POLECENIE:
Zastąp "kibiców" słowem "widzów" i przepisz fragment strony od słów "Bologna dostała kartki" aż do słów "o wyniku sporu." włącznie.
------ FRAGMENT STRONY ------
OGROMNE pobłażanie w karaniu za niesportową postawę. Klasyczny przykład odkopywanie/zabieranie piłki - jakoś za zdjęcie koszulki można być konsekwentnym mimo, że wpływ na grę ma ŻADEN. A tu czemu nie? Za przerywanie groźnej kontry itp karamy bezwzględnie nawet w ferworze walki albo niechcący... a celowego i z premedytacją takiego zachowania nie mozna?
Procedury i niektóre przepisy są na prawdę zabijające ten sport.
Cały mecz pajacował, nie tylko w tej sytuacji.
Bologna dostała kartki za jakieś wyimaginowane rzeczy, nie wtedy gdy powinna.
Jaki jest problem żeby gospodarz meczu mógł na telebimach pokazywać sytuacje sporne jak realizatorzy? :P
W dobie gdzie każdy ma telefon i mamy VAR, taka głupota powinna być mega piętnowana. W siatce challenge działają normalnie.
Oni decydują o spornych sytuacjach.
Telebimy są dla kibiców,, ale to nie oni decydują o wyniku sporu.
------ ZESTAW WIERSZY ------
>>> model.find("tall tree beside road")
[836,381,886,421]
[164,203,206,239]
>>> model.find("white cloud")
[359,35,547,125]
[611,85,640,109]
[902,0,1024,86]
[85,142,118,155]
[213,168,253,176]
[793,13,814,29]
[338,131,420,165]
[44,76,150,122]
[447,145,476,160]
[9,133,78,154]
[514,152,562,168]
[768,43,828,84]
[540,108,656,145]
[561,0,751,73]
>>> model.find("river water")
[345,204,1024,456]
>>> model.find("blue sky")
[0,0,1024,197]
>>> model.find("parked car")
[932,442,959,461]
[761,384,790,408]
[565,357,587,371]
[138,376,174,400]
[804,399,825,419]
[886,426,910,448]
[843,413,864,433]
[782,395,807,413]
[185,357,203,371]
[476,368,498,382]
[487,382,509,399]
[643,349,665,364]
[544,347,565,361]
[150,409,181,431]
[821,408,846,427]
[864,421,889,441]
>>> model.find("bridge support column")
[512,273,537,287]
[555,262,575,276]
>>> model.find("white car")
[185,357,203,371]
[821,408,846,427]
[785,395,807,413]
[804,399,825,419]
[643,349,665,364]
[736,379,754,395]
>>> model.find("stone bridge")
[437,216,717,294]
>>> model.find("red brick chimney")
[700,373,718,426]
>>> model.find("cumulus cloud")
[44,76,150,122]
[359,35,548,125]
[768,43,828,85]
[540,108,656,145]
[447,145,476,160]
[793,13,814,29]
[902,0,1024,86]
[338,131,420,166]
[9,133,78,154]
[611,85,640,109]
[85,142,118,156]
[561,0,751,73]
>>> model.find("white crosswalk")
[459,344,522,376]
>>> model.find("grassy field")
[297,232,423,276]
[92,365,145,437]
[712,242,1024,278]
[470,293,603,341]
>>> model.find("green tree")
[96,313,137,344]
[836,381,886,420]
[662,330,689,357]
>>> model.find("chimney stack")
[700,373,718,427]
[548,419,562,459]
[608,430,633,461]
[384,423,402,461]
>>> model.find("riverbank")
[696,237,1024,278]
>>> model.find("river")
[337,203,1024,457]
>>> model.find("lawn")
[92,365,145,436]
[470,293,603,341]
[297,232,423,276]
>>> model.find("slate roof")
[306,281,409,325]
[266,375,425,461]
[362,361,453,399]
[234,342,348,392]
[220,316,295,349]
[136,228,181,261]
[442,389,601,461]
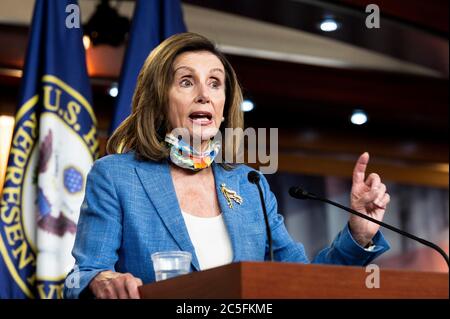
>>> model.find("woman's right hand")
[89,270,142,299]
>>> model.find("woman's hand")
[349,152,390,247]
[89,270,142,299]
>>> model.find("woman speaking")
[64,33,389,298]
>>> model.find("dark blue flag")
[111,0,186,132]
[0,0,98,298]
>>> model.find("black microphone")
[289,187,449,266]
[247,171,273,261]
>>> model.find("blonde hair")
[106,32,244,169]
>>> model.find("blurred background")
[0,0,449,271]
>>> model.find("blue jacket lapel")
[136,161,200,270]
[212,163,245,262]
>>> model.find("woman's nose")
[195,85,210,104]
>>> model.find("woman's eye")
[180,79,192,87]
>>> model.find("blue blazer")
[64,153,389,298]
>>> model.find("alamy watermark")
[366,4,380,29]
[171,125,278,174]
[66,4,80,29]
[365,264,380,289]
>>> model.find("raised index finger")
[353,152,369,183]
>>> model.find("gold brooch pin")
[220,184,242,208]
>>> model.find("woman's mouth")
[189,111,213,126]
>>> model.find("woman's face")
[168,51,225,141]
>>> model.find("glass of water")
[151,251,192,281]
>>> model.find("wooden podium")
[139,262,449,299]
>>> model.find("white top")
[181,211,233,270]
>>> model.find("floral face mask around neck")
[164,133,221,171]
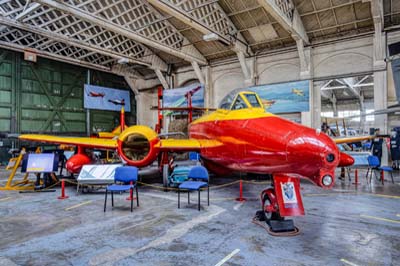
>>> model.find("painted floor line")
[0,197,12,201]
[360,214,400,224]
[340,259,358,266]
[88,205,226,266]
[215,248,240,266]
[119,219,157,232]
[64,200,93,211]
[362,193,400,199]
[233,202,245,211]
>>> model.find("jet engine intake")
[118,126,160,167]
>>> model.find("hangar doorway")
[314,74,375,136]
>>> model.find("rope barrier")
[45,179,270,194]
[37,181,61,191]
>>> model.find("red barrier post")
[58,179,69,199]
[236,179,246,201]
[126,181,136,200]
[353,169,360,186]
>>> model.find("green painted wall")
[0,49,136,162]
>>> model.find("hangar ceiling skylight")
[0,0,400,77]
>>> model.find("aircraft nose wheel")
[262,194,284,225]
[253,188,300,236]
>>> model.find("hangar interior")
[0,0,400,265]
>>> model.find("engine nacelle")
[65,153,92,174]
[118,126,160,167]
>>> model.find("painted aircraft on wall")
[19,90,370,221]
[108,99,125,106]
[88,91,105,98]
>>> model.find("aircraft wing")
[155,139,222,151]
[333,136,376,144]
[19,134,118,149]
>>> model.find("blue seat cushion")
[379,166,393,172]
[179,181,207,190]
[107,184,135,191]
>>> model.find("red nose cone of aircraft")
[287,128,340,188]
[338,152,354,167]
[65,154,91,174]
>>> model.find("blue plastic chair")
[366,155,394,185]
[104,166,139,212]
[178,166,210,211]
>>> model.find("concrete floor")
[0,170,400,266]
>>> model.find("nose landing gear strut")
[253,175,304,236]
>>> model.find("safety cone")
[58,179,69,199]
[353,169,360,186]
[236,179,246,201]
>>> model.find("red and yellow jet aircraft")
[19,90,369,220]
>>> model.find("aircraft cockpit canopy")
[219,89,262,110]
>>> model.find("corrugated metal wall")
[0,49,136,162]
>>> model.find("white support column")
[204,66,215,107]
[369,0,388,133]
[293,36,312,79]
[308,80,321,128]
[124,75,139,96]
[154,69,169,89]
[192,62,205,84]
[236,51,254,86]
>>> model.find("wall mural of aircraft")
[292,89,304,96]
[88,91,105,98]
[108,99,125,106]
[19,90,371,224]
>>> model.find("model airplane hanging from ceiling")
[19,90,370,222]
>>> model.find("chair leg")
[136,185,139,207]
[129,188,133,212]
[104,189,108,212]
[197,189,200,211]
[178,188,181,209]
[207,186,210,206]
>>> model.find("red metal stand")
[353,169,360,186]
[126,181,136,200]
[236,179,246,201]
[58,179,69,199]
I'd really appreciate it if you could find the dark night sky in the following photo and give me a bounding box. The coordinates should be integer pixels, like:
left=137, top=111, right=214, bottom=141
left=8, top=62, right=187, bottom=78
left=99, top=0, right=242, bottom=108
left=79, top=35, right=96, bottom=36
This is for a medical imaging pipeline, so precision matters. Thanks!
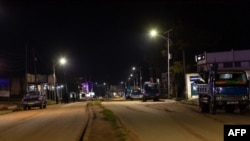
left=0, top=0, right=250, bottom=83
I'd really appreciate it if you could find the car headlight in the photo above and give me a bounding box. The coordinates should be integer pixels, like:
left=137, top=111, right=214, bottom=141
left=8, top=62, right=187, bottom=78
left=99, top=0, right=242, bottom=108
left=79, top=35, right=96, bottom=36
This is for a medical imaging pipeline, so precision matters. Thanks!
left=216, top=96, right=223, bottom=100
left=241, top=95, right=249, bottom=100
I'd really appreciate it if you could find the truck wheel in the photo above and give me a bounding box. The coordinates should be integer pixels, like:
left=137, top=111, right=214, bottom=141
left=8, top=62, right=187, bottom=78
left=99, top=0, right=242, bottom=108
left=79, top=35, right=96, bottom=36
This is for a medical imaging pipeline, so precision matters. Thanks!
left=43, top=104, right=46, bottom=109
left=225, top=106, right=235, bottom=113
left=209, top=102, right=216, bottom=115
left=200, top=103, right=207, bottom=113
left=240, top=105, right=247, bottom=114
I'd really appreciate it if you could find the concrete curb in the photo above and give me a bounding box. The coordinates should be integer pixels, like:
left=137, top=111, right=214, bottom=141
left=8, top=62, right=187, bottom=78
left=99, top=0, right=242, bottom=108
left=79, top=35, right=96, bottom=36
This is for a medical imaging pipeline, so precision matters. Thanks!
left=82, top=103, right=93, bottom=141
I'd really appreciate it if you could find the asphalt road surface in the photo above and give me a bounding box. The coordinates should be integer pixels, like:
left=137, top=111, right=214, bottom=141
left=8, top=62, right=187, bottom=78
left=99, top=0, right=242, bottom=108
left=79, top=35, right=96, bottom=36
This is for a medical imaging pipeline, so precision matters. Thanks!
left=0, top=102, right=88, bottom=141
left=102, top=101, right=250, bottom=141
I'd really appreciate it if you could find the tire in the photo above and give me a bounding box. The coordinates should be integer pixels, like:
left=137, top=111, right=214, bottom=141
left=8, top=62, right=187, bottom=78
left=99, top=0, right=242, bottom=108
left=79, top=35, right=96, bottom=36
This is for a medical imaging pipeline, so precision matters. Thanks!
left=43, top=104, right=46, bottom=109
left=23, top=105, right=27, bottom=110
left=200, top=103, right=208, bottom=113
left=240, top=105, right=247, bottom=114
left=209, top=102, right=216, bottom=115
left=39, top=104, right=43, bottom=109
left=225, top=106, right=235, bottom=113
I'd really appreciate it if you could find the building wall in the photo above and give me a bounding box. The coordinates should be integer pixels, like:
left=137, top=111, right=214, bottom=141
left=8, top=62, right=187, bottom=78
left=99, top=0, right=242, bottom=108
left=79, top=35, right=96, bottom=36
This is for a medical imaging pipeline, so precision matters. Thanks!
left=196, top=50, right=250, bottom=71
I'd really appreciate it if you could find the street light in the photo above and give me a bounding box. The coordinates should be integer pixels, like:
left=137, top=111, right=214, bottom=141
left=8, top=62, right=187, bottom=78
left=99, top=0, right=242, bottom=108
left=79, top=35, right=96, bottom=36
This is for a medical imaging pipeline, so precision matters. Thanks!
left=150, top=28, right=173, bottom=98
left=132, top=67, right=142, bottom=90
left=53, top=58, right=66, bottom=104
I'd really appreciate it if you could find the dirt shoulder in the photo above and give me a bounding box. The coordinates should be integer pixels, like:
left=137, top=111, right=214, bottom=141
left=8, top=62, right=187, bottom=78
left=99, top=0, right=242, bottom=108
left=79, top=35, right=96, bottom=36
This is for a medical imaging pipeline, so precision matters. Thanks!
left=84, top=102, right=137, bottom=141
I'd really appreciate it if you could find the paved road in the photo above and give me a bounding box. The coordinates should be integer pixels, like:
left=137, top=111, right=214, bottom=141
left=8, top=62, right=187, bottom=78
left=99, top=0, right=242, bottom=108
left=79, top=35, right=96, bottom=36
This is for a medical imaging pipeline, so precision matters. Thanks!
left=0, top=102, right=88, bottom=141
left=102, top=101, right=250, bottom=141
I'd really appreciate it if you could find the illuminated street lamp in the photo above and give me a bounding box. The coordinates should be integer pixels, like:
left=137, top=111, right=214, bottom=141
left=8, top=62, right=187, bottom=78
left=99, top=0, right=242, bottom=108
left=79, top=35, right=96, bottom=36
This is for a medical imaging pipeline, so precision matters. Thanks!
left=53, top=58, right=66, bottom=103
left=132, top=67, right=142, bottom=89
left=150, top=28, right=173, bottom=98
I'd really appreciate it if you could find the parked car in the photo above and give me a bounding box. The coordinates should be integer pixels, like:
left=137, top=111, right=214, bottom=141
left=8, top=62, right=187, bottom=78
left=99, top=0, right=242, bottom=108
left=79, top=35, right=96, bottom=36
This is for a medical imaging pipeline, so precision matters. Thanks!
left=128, top=90, right=143, bottom=100
left=22, top=91, right=47, bottom=110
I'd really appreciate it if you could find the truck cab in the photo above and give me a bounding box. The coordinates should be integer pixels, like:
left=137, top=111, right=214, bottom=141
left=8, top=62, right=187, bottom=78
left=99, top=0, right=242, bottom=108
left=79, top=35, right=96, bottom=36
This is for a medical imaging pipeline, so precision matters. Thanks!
left=197, top=70, right=249, bottom=114
left=142, top=82, right=160, bottom=102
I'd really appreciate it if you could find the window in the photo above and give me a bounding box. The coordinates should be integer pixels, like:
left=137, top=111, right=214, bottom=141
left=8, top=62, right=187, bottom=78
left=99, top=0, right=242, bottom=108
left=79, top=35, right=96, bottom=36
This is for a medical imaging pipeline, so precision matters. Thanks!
left=223, top=62, right=233, bottom=68
left=234, top=62, right=241, bottom=67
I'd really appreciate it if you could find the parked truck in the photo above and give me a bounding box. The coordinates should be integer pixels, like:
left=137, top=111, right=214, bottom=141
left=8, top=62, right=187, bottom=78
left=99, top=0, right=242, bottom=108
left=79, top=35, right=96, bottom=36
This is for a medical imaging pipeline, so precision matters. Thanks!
left=142, top=82, right=160, bottom=102
left=196, top=67, right=249, bottom=114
------
ODPOWIEDŹ:
Bologna dostała kartki za jakieś wyimaginowane rzeczy, nie wtedy gdy powinna.
Jaki jest problem żeby gospodarz meczu mógł na telebimach pokazywać sytuacje sporne jak realizatorzy? :P
W dobie gdzie każdy ma telefon i mamy VAR, taka głupota powinna być mega piętnowana. W siatce challenge działają normalnie.
Oni decydują o spornych sytuacjach.
Telebimy są dla widzów,, ale to nie oni decydują o wyniku sporu.